- [Document segment]:
________________________
The detection unit 116 detects an object in each of the stationary point cloud data and the moving point cloud data.

Stationary Point Cloud Data

The maximum size (Xmax and Ymax) in an XY direction of the object OBT is recognizable without information in a height direction (Z direction) of the object OBT. Therefore, the detection unit 116 projects each measurement point that constitutes the stationary point cloud data on an XY plane so as to remove the information in the height direction from the position information of each measurement point corresponding to the stationary point cloud data, and converts the position information of each measurement point from three dimensions to two dimensions. Specifically, in a case where the position coordinates of each measurement point are represented in an XYZ coordinate system, the detection unit 116 projects each measurement point corresponding to the stationary point cloud data on the XY plane, and converts the stationary point cloud data into two-dimensional data represented in an XY coordinate system.

The detection unit 116 detects a stationary object in the surroundings of the subject vehicle 101, based on the converted XY data. As an example, clustering processing is performed on the two-dimensional data on the XY plane to detect a bounding box that is a circumscribed region of the stationary object from the XY plane. Information indicating a detection result of the stationary object is recorded in the memory unit 12, for example.

As another example of detecting a stationary object in the surroundings of the subject vehicle 101, the following method may be adopted. That is, the detection unit 116 divides the XY plane into a lattice shape of a grid having a predetermined size, and extracts only a differential value between a maximum value and a minimum value in the height direction of each measurement point of the stationary point cloud data present in each grid. Then, only the grid, the differential value of which exceeds a predetermined threshold, is detected as a three-dimensional object.

Moving Point Cloud Data

Similarly to the case of the stationary point cloud data, the detection unit 116 detects a moving object for the moving point cloud data. Information indicating a detection result of the moving object is recorded in the memory unit 12, for example.
________________________
- [Entries shown]:
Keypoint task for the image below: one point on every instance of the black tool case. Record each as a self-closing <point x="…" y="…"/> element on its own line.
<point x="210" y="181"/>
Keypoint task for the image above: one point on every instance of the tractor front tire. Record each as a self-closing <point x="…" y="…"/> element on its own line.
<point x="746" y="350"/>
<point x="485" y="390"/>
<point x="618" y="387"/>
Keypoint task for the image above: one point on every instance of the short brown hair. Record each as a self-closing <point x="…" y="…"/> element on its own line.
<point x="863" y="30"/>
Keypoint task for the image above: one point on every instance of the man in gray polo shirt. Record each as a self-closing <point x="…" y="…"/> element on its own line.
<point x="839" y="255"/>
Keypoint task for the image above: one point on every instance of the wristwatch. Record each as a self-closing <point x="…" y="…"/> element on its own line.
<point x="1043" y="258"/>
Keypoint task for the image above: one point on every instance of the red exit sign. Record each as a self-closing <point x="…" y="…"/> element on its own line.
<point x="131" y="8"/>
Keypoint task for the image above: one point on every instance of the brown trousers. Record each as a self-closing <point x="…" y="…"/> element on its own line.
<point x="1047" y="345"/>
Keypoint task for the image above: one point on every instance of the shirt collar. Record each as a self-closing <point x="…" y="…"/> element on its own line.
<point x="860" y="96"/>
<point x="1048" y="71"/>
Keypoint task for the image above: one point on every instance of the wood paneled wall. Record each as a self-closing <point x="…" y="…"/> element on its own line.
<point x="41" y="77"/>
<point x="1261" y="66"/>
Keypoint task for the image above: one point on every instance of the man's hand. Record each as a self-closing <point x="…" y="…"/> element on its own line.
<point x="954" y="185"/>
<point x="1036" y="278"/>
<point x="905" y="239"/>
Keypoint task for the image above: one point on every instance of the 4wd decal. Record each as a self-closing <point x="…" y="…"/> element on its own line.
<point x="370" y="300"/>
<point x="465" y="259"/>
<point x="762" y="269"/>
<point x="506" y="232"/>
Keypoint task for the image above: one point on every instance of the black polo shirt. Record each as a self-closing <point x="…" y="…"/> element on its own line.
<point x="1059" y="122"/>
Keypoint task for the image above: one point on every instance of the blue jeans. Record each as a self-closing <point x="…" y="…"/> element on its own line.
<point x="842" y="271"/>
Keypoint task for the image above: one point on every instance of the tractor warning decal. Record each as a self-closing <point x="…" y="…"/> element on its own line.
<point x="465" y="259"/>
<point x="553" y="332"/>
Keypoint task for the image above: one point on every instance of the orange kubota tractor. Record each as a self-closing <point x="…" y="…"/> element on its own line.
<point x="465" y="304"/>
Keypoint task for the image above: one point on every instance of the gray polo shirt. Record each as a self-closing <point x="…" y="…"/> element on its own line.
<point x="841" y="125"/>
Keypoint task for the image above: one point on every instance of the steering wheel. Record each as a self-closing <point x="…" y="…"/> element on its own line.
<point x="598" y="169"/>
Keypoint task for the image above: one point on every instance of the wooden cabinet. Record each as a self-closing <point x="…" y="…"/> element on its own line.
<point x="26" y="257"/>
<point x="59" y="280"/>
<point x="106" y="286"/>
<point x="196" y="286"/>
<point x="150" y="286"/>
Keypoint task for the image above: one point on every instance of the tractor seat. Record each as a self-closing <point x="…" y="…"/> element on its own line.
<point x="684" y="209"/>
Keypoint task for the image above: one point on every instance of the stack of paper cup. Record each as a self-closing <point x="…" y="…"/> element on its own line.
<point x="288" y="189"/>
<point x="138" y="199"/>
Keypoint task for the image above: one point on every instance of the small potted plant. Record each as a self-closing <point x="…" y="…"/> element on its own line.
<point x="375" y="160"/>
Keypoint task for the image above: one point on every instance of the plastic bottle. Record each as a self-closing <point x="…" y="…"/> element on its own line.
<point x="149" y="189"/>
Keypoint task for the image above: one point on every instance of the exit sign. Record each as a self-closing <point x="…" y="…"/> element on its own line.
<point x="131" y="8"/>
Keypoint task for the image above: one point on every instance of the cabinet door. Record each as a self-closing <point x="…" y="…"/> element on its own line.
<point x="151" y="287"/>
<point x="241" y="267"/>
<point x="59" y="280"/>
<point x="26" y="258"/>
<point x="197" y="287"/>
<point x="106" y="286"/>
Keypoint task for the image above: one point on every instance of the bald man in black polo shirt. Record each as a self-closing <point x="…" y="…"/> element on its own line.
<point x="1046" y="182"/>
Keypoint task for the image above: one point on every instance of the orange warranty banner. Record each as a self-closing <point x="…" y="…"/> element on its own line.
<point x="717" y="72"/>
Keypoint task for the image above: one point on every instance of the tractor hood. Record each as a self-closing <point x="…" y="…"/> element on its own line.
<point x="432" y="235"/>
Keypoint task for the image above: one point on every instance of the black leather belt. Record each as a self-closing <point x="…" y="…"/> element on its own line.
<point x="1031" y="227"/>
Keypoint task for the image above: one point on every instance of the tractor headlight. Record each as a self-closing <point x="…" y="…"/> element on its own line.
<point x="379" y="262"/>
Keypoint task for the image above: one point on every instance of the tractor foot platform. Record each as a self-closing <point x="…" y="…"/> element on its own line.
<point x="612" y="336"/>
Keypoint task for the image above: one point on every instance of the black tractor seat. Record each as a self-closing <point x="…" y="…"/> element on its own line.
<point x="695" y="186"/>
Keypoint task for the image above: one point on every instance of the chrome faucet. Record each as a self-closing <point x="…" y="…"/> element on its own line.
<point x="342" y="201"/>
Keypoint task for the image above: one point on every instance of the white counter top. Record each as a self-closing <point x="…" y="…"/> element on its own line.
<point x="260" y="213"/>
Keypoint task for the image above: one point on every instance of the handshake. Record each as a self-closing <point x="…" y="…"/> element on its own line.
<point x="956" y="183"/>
________________________
- [Requests]:
**1.** According to the point cloud detection passage, which grids are detected as three-dimensional objects?
**2.** Reproduce the point cloud detection passage word for word from "As another example" to "a three-dimensional object.".
None of the rows are needed here.

- [Final results]:
**1.** Only the grids whose differential value between the maximum and minimum height of their stationary point cloud measurement points exceeds a predetermined threshold.

**2.**
As another example of detecting a stationary object in the surroundings of the subject vehicle 101, the following method may be adopted. That is, the detection unit 116 divides the XY plane into a lattice shape of a grid having a predetermined size, and extracts only a differential value between a maximum value and a minimum value in the height direction of each measurement point of the stationary point cloud data present in each grid. Then, only the grid, the differential value of which exceeds a predetermined threshold, is detected as a three-dimensional object.